* _Set task A_:
Write out the listing from the line containing "Return the outline of every instance of the tree" through the listing's final line, with both of those lines and the requests kept, and increase every coordinate in the answers by 70.
* _Set task B_:
Continue the forum post on setting up htdig to search several sites, starting after its last sentence.

I just got the exact same situation working myself after some effort. There are two basic ways to do this: creating separate databases for each site, or creating one big database for all sites but then limiting the separate searches to just that site. I did it this latter way, which is easier, though has tradeoffs.
For this, you basically just need a different .conf file for each site you want to search, a different set of HTML template files for each site, and then a restriction in your search form to limit the search to just the one site when people search.
Let's say I have two sites, site1.org and site2.org. Besides my htdig.conf, I have site1.conf and site2.conf. You could actually call the files whatever you want -- 1.conf, 2.conf etc. In the htdig.conf I just put the options related to the search indexing, like the factor definitions:
backlink_factor: 0
description_factor: 200
keywords_factor: 300
meta_description_factor: 500
title_factor: 1000
and other options specific to the indexing, like the start URL (put all URLs here):
start_url: http://www.site1.org/ http://www.site2.org/
the limit:
limit_urls_to: ${start_url}
and the exclude URLs:
exclude_urls: /cgi-bin/ .cgi printerfriendly=1 /other/things/
Note that the exclude URLs will be applied to all sites indexed since we're using this method. So if there are different exclusion rules for each site, whichever rules you use will be applied to all the other sites as well. If you want /cgi-bin/ indexed on one site but not another, then as far as I can tell that's not possible with this method.
..And all the other settings related to indexing.
Ok, that's step one -- setting up the unique .conf files for each site.
Then, in each of the files, you can also insert lines like these:
search_results_header: /home/myaccount/html/www.site1.org/htdig/html_files/header.html
search_results_footer: /home/myaccount/html/www.site1.org/htdig/html_files/footer.html
#search_results_wrapper: /home/myaccount/html/www.site1.org/htdig/html_files/wrapper.html
nothing_found_file: /home/myaccount/html/www.site1.org/htdig/html_files/nomatch.html
syntax_error_file: /home/myaccount/html/www.site1.org/htdig/html_files/syntax.html
...Changing the locations to point to wherever you are keeping your HTML template files. I put the # before the wrapper because I don't use it.

(Region labeling entries)
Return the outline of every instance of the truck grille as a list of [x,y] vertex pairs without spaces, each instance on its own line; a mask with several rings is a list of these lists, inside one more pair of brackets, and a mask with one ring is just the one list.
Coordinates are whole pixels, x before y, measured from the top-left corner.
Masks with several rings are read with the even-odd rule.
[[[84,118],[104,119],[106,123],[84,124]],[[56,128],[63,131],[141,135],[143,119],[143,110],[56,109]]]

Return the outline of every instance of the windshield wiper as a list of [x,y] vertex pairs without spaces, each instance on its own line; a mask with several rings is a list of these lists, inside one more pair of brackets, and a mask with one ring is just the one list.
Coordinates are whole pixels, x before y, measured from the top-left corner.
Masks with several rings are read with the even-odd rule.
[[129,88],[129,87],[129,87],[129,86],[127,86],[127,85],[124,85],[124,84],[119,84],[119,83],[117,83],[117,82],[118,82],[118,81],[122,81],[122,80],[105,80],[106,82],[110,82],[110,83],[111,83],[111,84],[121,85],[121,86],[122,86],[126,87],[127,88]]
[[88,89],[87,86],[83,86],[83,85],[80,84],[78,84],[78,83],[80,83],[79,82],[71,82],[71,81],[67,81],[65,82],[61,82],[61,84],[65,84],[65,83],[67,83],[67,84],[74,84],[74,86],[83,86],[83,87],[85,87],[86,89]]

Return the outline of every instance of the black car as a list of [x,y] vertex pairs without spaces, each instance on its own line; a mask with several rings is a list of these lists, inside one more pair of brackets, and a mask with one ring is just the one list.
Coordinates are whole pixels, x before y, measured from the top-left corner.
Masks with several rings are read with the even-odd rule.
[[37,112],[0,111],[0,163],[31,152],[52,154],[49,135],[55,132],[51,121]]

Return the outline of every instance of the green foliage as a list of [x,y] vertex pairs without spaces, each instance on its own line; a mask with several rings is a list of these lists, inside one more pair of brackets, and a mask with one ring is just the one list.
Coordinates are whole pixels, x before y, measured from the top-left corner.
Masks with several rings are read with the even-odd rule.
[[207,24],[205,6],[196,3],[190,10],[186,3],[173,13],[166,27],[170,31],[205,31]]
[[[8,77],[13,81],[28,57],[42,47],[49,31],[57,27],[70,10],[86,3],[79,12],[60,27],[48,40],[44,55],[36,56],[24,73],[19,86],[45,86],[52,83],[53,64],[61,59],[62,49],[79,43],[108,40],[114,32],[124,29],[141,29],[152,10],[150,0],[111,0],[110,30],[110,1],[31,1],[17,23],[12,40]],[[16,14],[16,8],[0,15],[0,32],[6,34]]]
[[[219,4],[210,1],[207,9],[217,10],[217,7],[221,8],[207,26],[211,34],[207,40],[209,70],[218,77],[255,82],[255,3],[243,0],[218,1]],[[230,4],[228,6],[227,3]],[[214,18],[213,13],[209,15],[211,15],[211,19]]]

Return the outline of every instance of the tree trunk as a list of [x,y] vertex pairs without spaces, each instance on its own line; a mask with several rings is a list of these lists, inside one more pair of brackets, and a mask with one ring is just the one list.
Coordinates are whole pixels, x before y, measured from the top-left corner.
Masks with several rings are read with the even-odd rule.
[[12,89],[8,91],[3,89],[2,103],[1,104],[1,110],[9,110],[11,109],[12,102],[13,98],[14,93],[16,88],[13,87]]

* _Final result A_:
Return the outline of every instance of the tree trunk as a list of [x,y] vertex pairs without spaces, each instance on its own line; a mask with several rings is a list of these lists, inside one more pair of brackets, and a mask with one ring is just the one list.
Coordinates are whole pixels, x before y, measured from the top-left corner.
Masks with several rings are read with the even-odd rule.
[[82,159],[78,161],[73,159],[72,173],[71,174],[71,180],[79,180],[81,179],[82,172],[83,168],[84,163],[86,158],[83,157]]

* _Final result B_:
Now you can set up all the HTML templates for each site, wherever you want really since they are accessed by the script and thus don't need to be in any web-accessible areas, though that's how I've done it in my sample code above.
Last step is to set up the search itself. Wherever you have a search form on all the sites, make sure you include the CONFIG and RESTRICT options as hidden variables like this:
<input type="hidden" name="config" value="site1">
<input type="hidden" name="restrict" value="site1.org">
That should do it. If you have any questions just ask.
-Mike
At 09:34 AM 2/4/2004 -0800, you wrote:
Hello;
Forgive me if this has been covered, but the Search "This mailing list" field doesn't give me any returns.
We have three intranet sites on one Linux/Apache server, all with their root folder under /var/www/. Each site has a unique look and I've got htdig working fine on one of them using it's site layout via the wrapper, long, short, etc. files in a folder within the site.
How can I use htdig to work on all three sites? Because of the different looks (and probable differences in htdig.conf tweaks), I'll need to use different template html pages and a different htdig.conf for each site.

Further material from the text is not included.